THE TASKS:
1. Please write out, word for word, the part of the Halloween text that opens with the words containing "They must live" and closes with "with good candy?".
2. Carry on the Halloween text from the point where it stops.

DOCUMENT SECTION:
== == ==

How about the Funky Punk Pirate Pre-Teen, with an off-the-shoulder blouse and bare midriff?
No.
Gabby pointed to the Fairy-Licious Purrrfect Kitty Pre-Teen, which, according to the package, includes a "pink and black dress with lace front bodice and sassy jagged skirt with tail. . . . Wings require some assembly."
Cheryl Cirenza shook her head in exasperated disbelief. "This is all so inappropriate. It's really disturbing."
(Excerpt) Read more at washingtonpost.com ...
Unfortunately, there are a ton of parents who will allow their kids to go out in those costumes.
They must live in Florida - or somewhere where its warmer than here in Virginia.
There's nothing Christian about lots of things.
That doesn't make them bad.
Macaroni and cheese, for example.
And how do you know it was the wrong one?
does he pass out just tracts, or tracts with good candy?
Christian perspective on Halloween
An Episcopal (e.g. Protestant) Christian’s view.
Since the eighth century Christians have celebrated All Saints’ Day on November 1 to celebrate the known and unknown Christian Saints. Saints are not just those whom the Church has canonized, but all members of that “cloud of witnesses” who proclaim Jesus as Lord - including you and me!
Almost as old as the celebration of All Saints’ Day is the tradition associated with All Hallow’s Eve. (”Hallows” mean “saints,” both mean “holy ones,” as in “Hallowed be thy name.” “Eve” means the evening before.) So, Halloween means “the evening before All Holy Ones’ Day.” Today we call that festival Halloween (Hallow’s Eve) and we have many fun secular ways of recognizing it in addition to religious ways. However, it’s important to remember that its celebration has a long, positive history in the Church.
What sort of history is that? Like many of the liturgical festivals (Christmas and Easter included), All Saints’ Day and All Hallow’s Eve have some connection to pagan festivals. People of many races and cultures have remembered their dead and have had superstitions about death itself. Christians remembered death itself on All Hallow’s Eve and celebrated Christ’s victory over death. During the Middle Ages, Christians would gather in Churches for worship and they would remember the saints’ victories over evil. Likewise they would put on little displays showing Jesus’ victory of Satan, often using unusual masks and costumes to act out the story.
Thus, the festivities on All Hallow’s Eve were the Christian’s way of laughing at death and evil, something we can do in certain hope of Christ’s victory over the powers of darkness. The Church for centuries, however, has seen All Hallow’s Eve not as a glorification of evil, but as a chance to affirm eternal life in the face of the death of our mortal bodies. Just as Easter is a celebration of Jesus’ victory over death and evil, so is Halloween!
1995 (with minor corrections and changes over the years)
in response to email castigating Halloween.com for glorifying evil when it was doing anything but that! :-)

== == ==

RAW DATA:
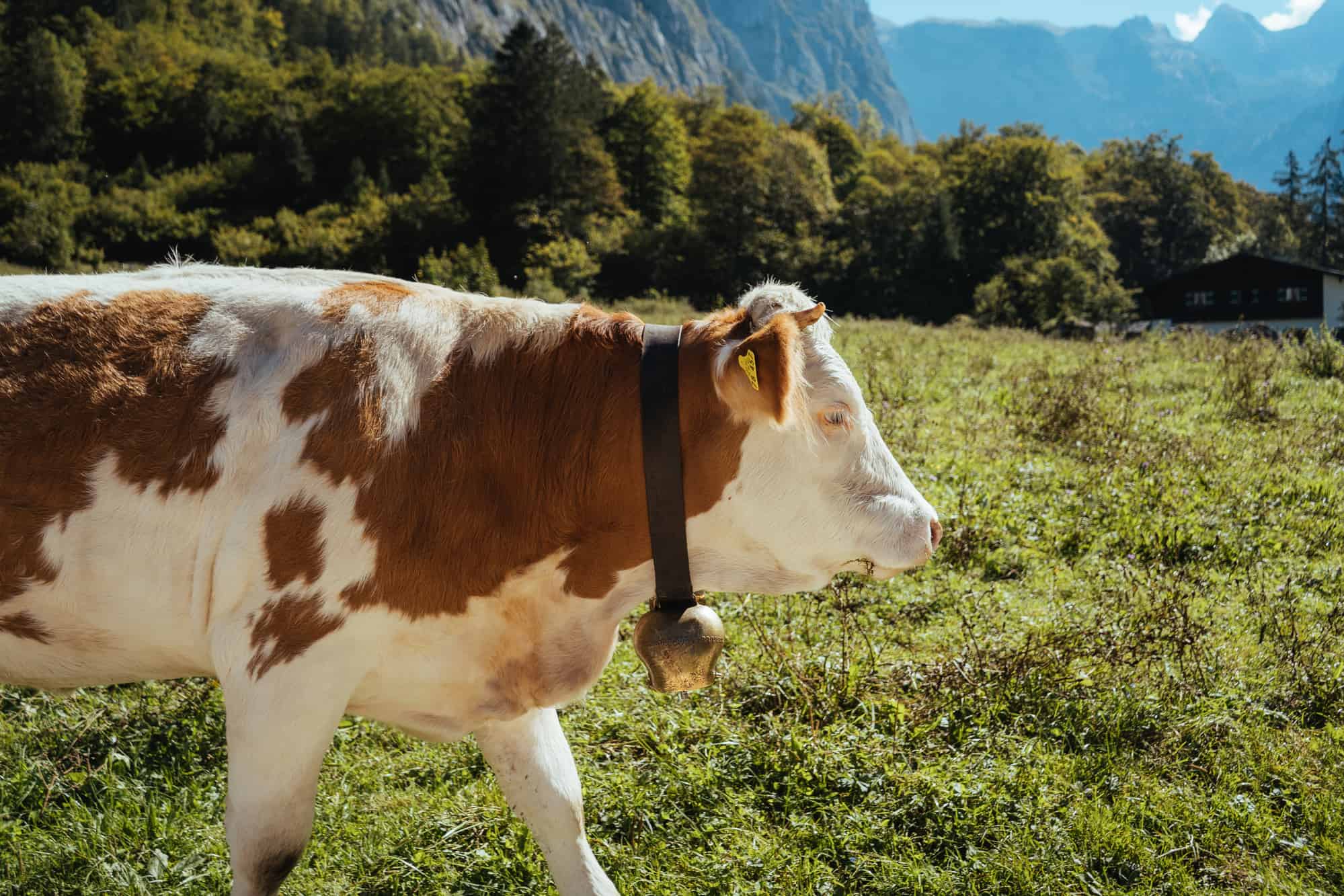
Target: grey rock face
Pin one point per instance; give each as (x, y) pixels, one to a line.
(1242, 91)
(765, 52)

== == ==

ANSWERS TO THE EXERCISE:
1.
They must live in Florida - or somewhere where its warmer than here in Virginia.
There's nothing Christian about lots of things.
That doesn't make them bad.
Macaroni and cheese, for example.
And how do you know it was the wrong one?
does he pass out just tracts, or tracts with good candy?

2.
For some other perspectives on a Christian Halloween, please see:
ChristianAnswers.net
There was an episode of Hannah Montana where she was a zombie in Zombie High...so there could have been a motivation for the blood... :P
My princess loves Hannah too...as a result, I think I’ve seen every episode. lol
Had no problem finding an appropriate costume for the Princess at Target. She’s going to be (correction...she’s in the costume already...she is) a Snow Princess. Thick costume, long sleeves, coverage down to her ankles, mock turtleneck...plus a cape and a muff! The only skin she is showing is her face! LOL
And of course, the spitup monster is going to be a WWII bomber pilot. A very scary one if he doesn’t get his nap....He says night night.
Pictures will come tomorrow.
Yeah, we certainly had our share of sluts at my Catholic high school in upstate NY, and my little sister-in-law, who is a senior in high school now, says it's just as bad at the Catholic school she goes to here in Connecticut.
Tracts, and a dose of Hellfire. Last year, most of the neighborhood had learned its lesson, and avoided his house — so he stood on his front porch and harangued the trick or treaters as they passed by.
vinegar and honey.
no offense to the guy, as i’m sure he’s doing what he believes is right, but gosh, if he was being friendly and generous, he’d do alot better. he’s not doing anything to advance the message of the church with his judging. if he was passing out the love of Christ he’d be much more likely to have the message listened to.
Today is halloween, and right now, I'm pretty stunned at some of the costumes I am seeing kids where while going trick or treating with their parents.
Its pretty sick how this has probably turned into a pedophiles favorite day of the year.
I guess the grandparents are left out, but looking around today, this is just really sick, I can't believe how parents are dressing their kids, its halloween, and you would think the street where I work is a strip club featuring children.
I'm disturbed looking out my window and having trick or treaters, this is really twisted (this year at least).
1) H.P. Lovecraft, completely over the edge author and well-known madman.
2) Steven King famous modern-day dark writer.
3) Edger Allen Poe noted literary author and depressive.
4) Hamlet, Shakespeares classic and gory tale featuring necromancy and the death of almost the complete cast of characters by its end.
5) Ruddigore, Gilbert and Sullivans light opera, featuring paintings of Evil Ancestors whom come to life and communicate with the living, fortelling doom.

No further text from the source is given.